Only one span is wanted from the lines below: from the one with "Target: striped tent awning" up to and including the one with "Camera-trap review: tag the ornate". Copy it exactly, without images.

- [Record set]
──────────────────────────────

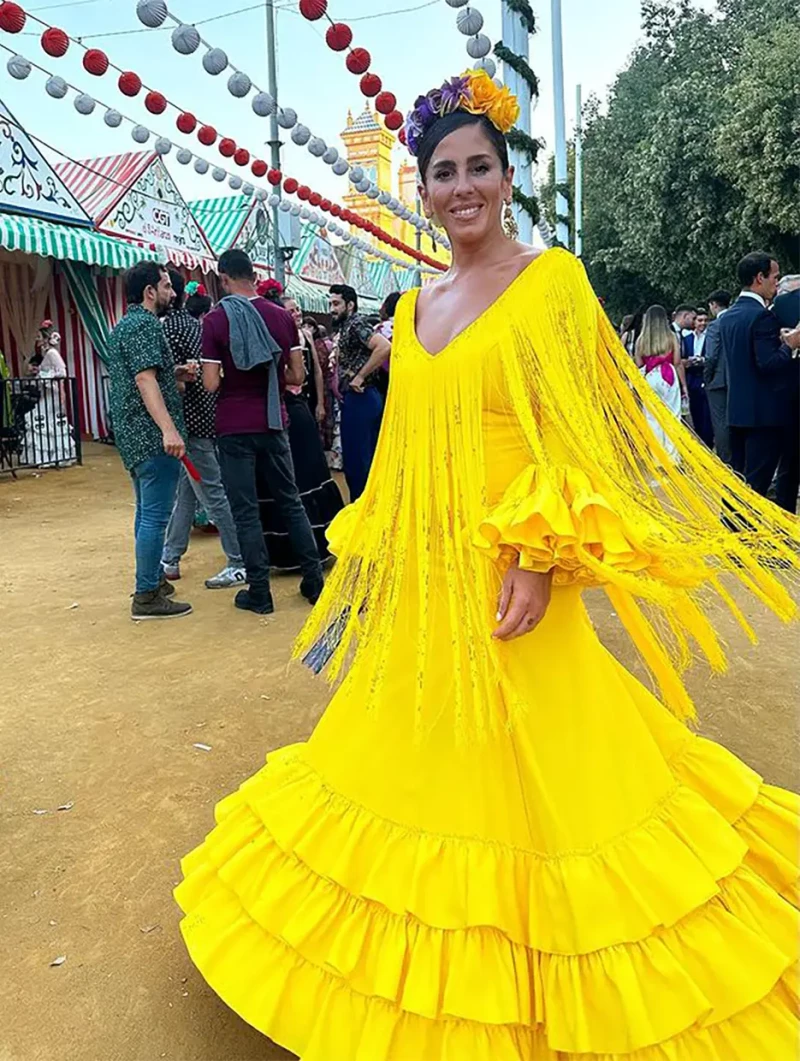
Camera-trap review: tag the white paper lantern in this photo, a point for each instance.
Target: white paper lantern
(487, 65)
(479, 47)
(214, 61)
(18, 67)
(263, 104)
(84, 103)
(287, 118)
(239, 84)
(300, 135)
(56, 87)
(186, 38)
(152, 13)
(469, 21)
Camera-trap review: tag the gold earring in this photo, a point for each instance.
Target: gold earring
(510, 227)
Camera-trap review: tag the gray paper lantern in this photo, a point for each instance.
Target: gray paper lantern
(186, 38)
(152, 13)
(56, 87)
(18, 67)
(239, 84)
(84, 104)
(288, 118)
(263, 104)
(469, 21)
(300, 135)
(479, 47)
(214, 61)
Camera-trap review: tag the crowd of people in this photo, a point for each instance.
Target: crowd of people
(259, 405)
(731, 366)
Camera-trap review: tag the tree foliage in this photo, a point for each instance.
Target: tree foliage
(693, 160)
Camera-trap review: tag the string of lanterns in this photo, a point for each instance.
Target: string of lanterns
(312, 206)
(187, 39)
(55, 42)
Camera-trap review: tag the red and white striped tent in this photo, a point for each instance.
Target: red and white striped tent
(133, 197)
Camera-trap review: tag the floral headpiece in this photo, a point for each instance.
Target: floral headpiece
(474, 91)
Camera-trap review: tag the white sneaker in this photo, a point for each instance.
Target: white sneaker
(227, 577)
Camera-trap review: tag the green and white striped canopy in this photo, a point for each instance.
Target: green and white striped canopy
(30, 236)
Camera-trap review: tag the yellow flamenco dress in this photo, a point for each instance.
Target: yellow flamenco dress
(512, 851)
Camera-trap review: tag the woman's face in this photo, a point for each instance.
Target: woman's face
(465, 186)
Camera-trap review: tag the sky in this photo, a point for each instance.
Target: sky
(414, 46)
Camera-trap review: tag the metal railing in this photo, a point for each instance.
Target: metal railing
(38, 423)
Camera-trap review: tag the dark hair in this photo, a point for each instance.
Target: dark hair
(347, 293)
(722, 297)
(197, 306)
(237, 265)
(748, 268)
(178, 285)
(444, 126)
(389, 303)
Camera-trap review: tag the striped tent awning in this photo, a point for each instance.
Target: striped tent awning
(65, 243)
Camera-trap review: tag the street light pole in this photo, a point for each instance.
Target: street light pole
(280, 270)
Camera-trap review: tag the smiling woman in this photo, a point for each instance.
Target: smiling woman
(498, 845)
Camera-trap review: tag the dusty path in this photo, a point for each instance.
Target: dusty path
(103, 714)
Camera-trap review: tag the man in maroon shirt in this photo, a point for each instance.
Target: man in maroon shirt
(248, 441)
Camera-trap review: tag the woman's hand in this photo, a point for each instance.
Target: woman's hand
(523, 602)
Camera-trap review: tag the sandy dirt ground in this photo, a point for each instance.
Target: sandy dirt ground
(101, 715)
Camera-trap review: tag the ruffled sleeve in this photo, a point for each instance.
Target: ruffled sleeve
(558, 519)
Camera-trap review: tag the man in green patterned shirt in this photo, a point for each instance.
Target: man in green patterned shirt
(149, 429)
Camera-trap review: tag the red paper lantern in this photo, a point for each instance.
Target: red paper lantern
(96, 62)
(129, 83)
(338, 36)
(312, 10)
(155, 102)
(12, 17)
(187, 122)
(370, 84)
(358, 61)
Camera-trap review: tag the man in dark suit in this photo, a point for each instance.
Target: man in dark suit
(763, 384)
(693, 351)
(715, 377)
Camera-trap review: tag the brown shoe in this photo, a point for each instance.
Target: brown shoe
(155, 605)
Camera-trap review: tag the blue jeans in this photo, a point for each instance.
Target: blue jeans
(361, 424)
(155, 482)
(211, 496)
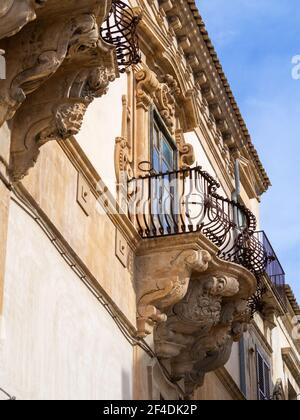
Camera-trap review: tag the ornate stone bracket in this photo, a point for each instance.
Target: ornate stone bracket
(195, 303)
(35, 54)
(163, 280)
(186, 151)
(55, 68)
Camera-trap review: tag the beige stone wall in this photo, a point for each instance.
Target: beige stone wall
(53, 185)
(60, 343)
(213, 390)
(102, 124)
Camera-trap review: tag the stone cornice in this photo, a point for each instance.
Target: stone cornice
(198, 72)
(226, 87)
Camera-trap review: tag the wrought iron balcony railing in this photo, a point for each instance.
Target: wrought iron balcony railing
(185, 201)
(120, 30)
(274, 268)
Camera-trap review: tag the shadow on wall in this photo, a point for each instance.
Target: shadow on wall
(126, 386)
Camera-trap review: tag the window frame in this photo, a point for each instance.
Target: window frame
(262, 393)
(156, 120)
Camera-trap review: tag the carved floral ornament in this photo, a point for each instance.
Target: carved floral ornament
(55, 68)
(194, 303)
(163, 95)
(15, 14)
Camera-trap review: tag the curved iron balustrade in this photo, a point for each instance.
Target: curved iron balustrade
(120, 29)
(186, 201)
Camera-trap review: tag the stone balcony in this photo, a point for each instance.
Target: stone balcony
(197, 265)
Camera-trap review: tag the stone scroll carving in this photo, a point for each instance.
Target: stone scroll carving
(34, 55)
(194, 303)
(56, 66)
(162, 95)
(186, 151)
(165, 283)
(201, 329)
(15, 14)
(55, 115)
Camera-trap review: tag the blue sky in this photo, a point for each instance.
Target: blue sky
(256, 40)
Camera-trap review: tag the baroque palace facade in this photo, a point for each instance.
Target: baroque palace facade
(132, 265)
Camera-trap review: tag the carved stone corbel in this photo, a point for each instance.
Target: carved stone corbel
(123, 149)
(195, 303)
(151, 91)
(35, 54)
(200, 330)
(15, 14)
(162, 280)
(55, 68)
(55, 112)
(186, 151)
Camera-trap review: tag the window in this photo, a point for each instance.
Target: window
(164, 189)
(164, 151)
(263, 377)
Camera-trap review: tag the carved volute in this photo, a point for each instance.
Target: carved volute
(55, 66)
(194, 303)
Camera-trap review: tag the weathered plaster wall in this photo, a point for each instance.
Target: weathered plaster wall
(53, 185)
(60, 343)
(101, 126)
(213, 390)
(4, 204)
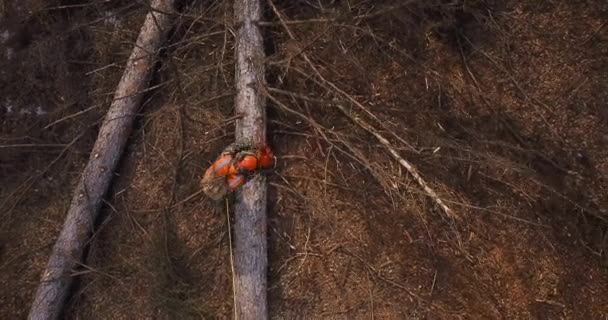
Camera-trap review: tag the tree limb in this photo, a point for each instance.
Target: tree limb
(97, 176)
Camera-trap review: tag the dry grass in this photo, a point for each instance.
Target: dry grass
(498, 106)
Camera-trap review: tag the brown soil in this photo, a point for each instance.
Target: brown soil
(499, 104)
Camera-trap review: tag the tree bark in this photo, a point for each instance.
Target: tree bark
(250, 209)
(95, 180)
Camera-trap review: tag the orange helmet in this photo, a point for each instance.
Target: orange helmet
(248, 163)
(222, 165)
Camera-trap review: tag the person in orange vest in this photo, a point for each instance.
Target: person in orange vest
(233, 168)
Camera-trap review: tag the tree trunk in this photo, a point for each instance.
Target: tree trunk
(250, 209)
(87, 199)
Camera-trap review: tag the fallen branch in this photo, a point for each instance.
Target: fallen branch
(408, 166)
(250, 257)
(88, 196)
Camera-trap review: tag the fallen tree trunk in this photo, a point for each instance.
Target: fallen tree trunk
(250, 254)
(87, 199)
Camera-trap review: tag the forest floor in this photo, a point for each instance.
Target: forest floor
(501, 105)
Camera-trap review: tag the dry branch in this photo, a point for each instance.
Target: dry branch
(250, 209)
(408, 166)
(88, 196)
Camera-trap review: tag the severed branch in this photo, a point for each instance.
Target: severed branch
(406, 164)
(87, 199)
(250, 254)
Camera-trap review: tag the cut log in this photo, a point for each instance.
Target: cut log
(250, 254)
(93, 185)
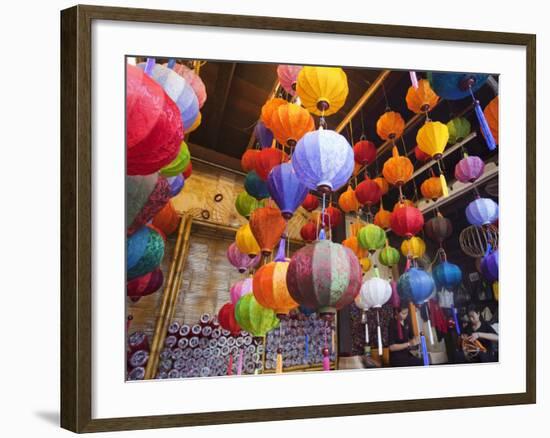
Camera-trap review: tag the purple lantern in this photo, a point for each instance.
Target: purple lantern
(482, 211)
(286, 189)
(469, 169)
(241, 261)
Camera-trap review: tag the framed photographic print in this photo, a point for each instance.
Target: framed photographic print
(268, 218)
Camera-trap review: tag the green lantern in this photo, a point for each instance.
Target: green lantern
(389, 256)
(179, 163)
(371, 237)
(459, 128)
(246, 204)
(254, 318)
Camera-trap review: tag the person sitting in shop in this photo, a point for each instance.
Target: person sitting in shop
(402, 340)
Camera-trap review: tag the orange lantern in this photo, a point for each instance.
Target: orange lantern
(390, 125)
(290, 122)
(267, 225)
(421, 99)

──────────────────────────────

- [Result below]
Target: striped tent awning
(65, 243)
Camera-trap review: tag the street light pole in this photo, a point for each instance.
Target: street light pole
(280, 270)
Camera-trap review: tag the smiling woman in this photo, a point for each instance.
Target: smiling woman
(498, 845)
Camera-trap review: tag the dusty path in this photo, a point for each instance.
Target: dusty path
(103, 714)
Camera-trap review: tag the man in maroon shirt in this photo, a point for each instance.
Target: man in maroon shirt
(248, 441)
Camera-trap review: tag the woman's hand in this photo, a point for each instance.
Target: woman's hand
(523, 602)
Camera-trap review: tag the sandy dirt ground in this photo, a point for each instance.
Target: sandy dirt ground
(101, 715)
Camera-trap review: tag the ruffled sleeve in this photo, a point for each instance.
Target: ruffled sleeve
(558, 519)
Camera-trap review: tag the man in green patterned shirt in this photo, a point for each instance.
Target: man in green patterned shirt
(149, 429)
Camera-trap review: tag the red paper lantern in this photo, a point for each instance.
Target: red paper lantern
(96, 62)
(129, 83)
(338, 36)
(312, 10)
(155, 102)
(12, 17)
(187, 122)
(370, 84)
(358, 61)
Camera-trap review: tag the man in dark suit in this photo, a point for each instance.
Target: man in dark suit
(763, 384)
(693, 351)
(715, 377)
Camera-trap review: tag the brown shoe in this photo, a point for each instance.
Target: brown shoe
(155, 605)
Camera-trap review: tag the blue jeans in this photo, a point for each instance.
Target: blue jeans
(361, 424)
(155, 482)
(211, 496)
Camera-trap review: tag the ornate stone bracket in this photo, a point for each instance.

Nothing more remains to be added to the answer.